→ Entries provided:
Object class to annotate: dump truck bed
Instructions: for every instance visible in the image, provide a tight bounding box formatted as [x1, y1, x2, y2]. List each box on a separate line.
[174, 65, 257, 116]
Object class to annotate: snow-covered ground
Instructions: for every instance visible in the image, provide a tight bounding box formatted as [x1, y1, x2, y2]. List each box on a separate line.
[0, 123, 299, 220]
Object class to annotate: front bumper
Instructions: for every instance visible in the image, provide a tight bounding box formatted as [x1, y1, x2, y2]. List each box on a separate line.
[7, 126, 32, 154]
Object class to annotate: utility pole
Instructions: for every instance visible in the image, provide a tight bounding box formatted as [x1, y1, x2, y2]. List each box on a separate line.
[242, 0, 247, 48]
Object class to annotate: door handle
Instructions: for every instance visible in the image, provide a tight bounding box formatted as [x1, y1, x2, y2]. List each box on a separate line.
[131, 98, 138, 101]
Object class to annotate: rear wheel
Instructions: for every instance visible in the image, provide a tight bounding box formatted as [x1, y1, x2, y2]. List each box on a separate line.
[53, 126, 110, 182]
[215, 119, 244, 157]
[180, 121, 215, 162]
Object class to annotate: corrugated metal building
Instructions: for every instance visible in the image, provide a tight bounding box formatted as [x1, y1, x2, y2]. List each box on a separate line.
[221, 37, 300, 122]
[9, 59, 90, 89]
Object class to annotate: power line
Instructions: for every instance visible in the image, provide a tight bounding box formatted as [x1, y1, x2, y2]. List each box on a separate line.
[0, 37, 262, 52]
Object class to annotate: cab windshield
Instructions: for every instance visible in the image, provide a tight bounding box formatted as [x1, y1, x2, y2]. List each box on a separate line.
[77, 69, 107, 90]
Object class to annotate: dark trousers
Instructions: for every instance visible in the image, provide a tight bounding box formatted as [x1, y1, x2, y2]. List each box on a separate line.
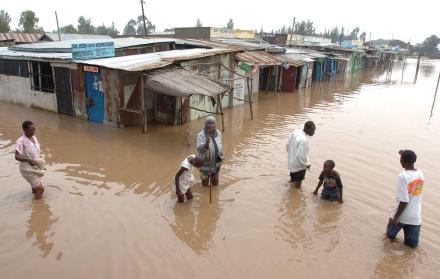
[386, 219, 421, 248]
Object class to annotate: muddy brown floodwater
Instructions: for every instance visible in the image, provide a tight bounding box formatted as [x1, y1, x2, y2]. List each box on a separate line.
[1, 59, 440, 279]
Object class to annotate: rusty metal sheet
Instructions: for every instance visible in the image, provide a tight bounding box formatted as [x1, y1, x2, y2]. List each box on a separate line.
[0, 32, 43, 44]
[144, 68, 231, 98]
[274, 54, 305, 67]
[236, 51, 282, 66]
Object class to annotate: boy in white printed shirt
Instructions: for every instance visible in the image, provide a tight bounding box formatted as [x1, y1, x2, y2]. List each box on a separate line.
[387, 149, 424, 248]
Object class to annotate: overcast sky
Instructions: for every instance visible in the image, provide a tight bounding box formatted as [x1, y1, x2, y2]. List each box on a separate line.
[2, 0, 438, 44]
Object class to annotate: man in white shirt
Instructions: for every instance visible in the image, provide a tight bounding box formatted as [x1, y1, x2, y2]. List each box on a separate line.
[286, 121, 316, 189]
[387, 149, 424, 248]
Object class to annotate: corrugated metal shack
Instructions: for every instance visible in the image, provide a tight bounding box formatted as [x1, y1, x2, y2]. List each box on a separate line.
[0, 38, 179, 121]
[78, 48, 237, 128]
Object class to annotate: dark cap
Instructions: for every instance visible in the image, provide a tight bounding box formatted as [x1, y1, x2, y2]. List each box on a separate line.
[399, 149, 417, 163]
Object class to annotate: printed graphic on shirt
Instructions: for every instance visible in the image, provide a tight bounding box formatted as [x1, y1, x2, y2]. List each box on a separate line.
[407, 179, 423, 196]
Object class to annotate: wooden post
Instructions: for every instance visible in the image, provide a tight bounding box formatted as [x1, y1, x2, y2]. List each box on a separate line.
[266, 67, 271, 94]
[187, 97, 191, 146]
[430, 73, 440, 120]
[436, 73, 440, 95]
[55, 11, 61, 41]
[246, 77, 254, 120]
[401, 55, 407, 84]
[141, 75, 147, 133]
[279, 66, 284, 92]
[274, 66, 279, 95]
[218, 94, 225, 132]
[52, 66, 56, 96]
[414, 55, 421, 83]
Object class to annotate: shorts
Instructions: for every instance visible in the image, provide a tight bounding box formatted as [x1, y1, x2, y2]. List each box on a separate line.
[386, 219, 421, 248]
[290, 169, 306, 182]
[321, 186, 340, 201]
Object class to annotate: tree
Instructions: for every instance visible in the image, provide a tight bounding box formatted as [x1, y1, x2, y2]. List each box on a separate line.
[18, 10, 43, 33]
[339, 27, 345, 44]
[226, 18, 234, 30]
[348, 27, 360, 40]
[106, 22, 119, 37]
[0, 10, 11, 32]
[95, 23, 108, 35]
[77, 16, 95, 34]
[420, 35, 440, 54]
[60, 24, 78, 34]
[328, 26, 339, 43]
[123, 19, 137, 35]
[136, 15, 155, 35]
[196, 18, 202, 27]
[360, 32, 366, 42]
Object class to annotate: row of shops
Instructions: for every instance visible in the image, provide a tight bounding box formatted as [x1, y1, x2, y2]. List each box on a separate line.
[0, 36, 396, 132]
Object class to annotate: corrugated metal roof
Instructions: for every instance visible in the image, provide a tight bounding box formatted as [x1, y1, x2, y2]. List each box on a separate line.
[176, 39, 254, 51]
[0, 47, 71, 61]
[282, 53, 315, 63]
[9, 37, 177, 53]
[236, 51, 281, 66]
[274, 54, 305, 67]
[80, 48, 233, 72]
[0, 33, 44, 43]
[144, 68, 231, 97]
[44, 33, 112, 41]
[214, 39, 285, 53]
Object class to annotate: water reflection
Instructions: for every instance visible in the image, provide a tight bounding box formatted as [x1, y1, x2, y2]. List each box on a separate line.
[312, 202, 342, 253]
[25, 199, 58, 258]
[275, 189, 309, 249]
[170, 185, 221, 255]
[373, 241, 425, 278]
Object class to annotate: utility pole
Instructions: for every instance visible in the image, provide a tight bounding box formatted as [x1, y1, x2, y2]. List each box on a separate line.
[288, 17, 295, 46]
[140, 0, 148, 37]
[55, 11, 61, 41]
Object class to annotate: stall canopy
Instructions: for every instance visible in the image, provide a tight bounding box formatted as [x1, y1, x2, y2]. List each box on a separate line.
[144, 68, 232, 97]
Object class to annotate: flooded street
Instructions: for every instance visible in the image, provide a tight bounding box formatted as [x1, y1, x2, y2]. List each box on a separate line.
[1, 59, 440, 278]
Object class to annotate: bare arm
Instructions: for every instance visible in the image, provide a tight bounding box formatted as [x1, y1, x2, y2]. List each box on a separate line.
[15, 151, 36, 165]
[391, 202, 408, 227]
[337, 174, 343, 203]
[313, 180, 323, 195]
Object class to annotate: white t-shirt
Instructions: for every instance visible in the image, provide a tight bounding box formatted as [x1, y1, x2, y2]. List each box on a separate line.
[172, 155, 195, 194]
[286, 129, 310, 173]
[389, 170, 424, 225]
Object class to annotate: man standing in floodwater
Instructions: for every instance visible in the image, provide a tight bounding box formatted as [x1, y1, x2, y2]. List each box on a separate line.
[386, 149, 424, 248]
[286, 121, 316, 189]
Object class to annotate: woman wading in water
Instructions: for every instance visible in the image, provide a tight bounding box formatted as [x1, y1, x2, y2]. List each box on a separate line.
[15, 121, 46, 199]
[197, 116, 224, 186]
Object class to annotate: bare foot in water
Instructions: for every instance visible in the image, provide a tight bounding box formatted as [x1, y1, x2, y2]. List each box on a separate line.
[35, 185, 44, 199]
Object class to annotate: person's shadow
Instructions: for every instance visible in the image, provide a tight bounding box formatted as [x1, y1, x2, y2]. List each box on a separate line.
[25, 199, 58, 258]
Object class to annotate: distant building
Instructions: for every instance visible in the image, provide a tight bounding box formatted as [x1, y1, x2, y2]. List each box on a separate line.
[262, 34, 288, 46]
[286, 35, 332, 47]
[174, 27, 255, 40]
[341, 40, 364, 49]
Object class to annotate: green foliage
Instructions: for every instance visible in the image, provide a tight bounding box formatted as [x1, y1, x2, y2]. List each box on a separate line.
[18, 10, 43, 33]
[136, 15, 155, 35]
[0, 10, 11, 32]
[59, 24, 78, 34]
[77, 16, 95, 34]
[226, 19, 234, 30]
[123, 19, 137, 35]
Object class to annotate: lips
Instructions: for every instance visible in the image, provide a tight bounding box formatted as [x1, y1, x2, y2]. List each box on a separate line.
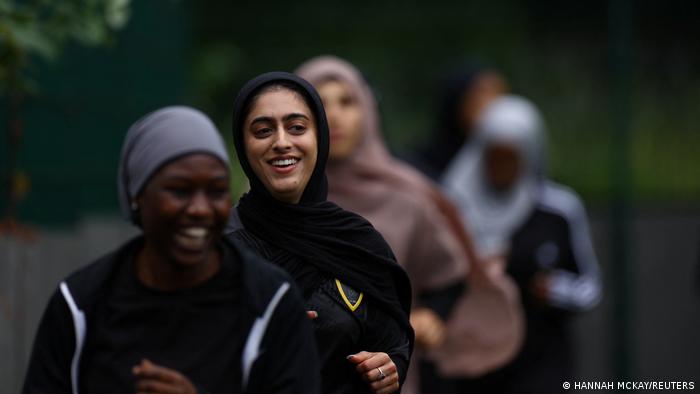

→ Work required:
Where does the word "floodwater" appear in the listing above? Copy every line that holds it.

→ Task output:
Object class to annotate: muddy brown floodwater
Object class to annotate: man standing in floodwater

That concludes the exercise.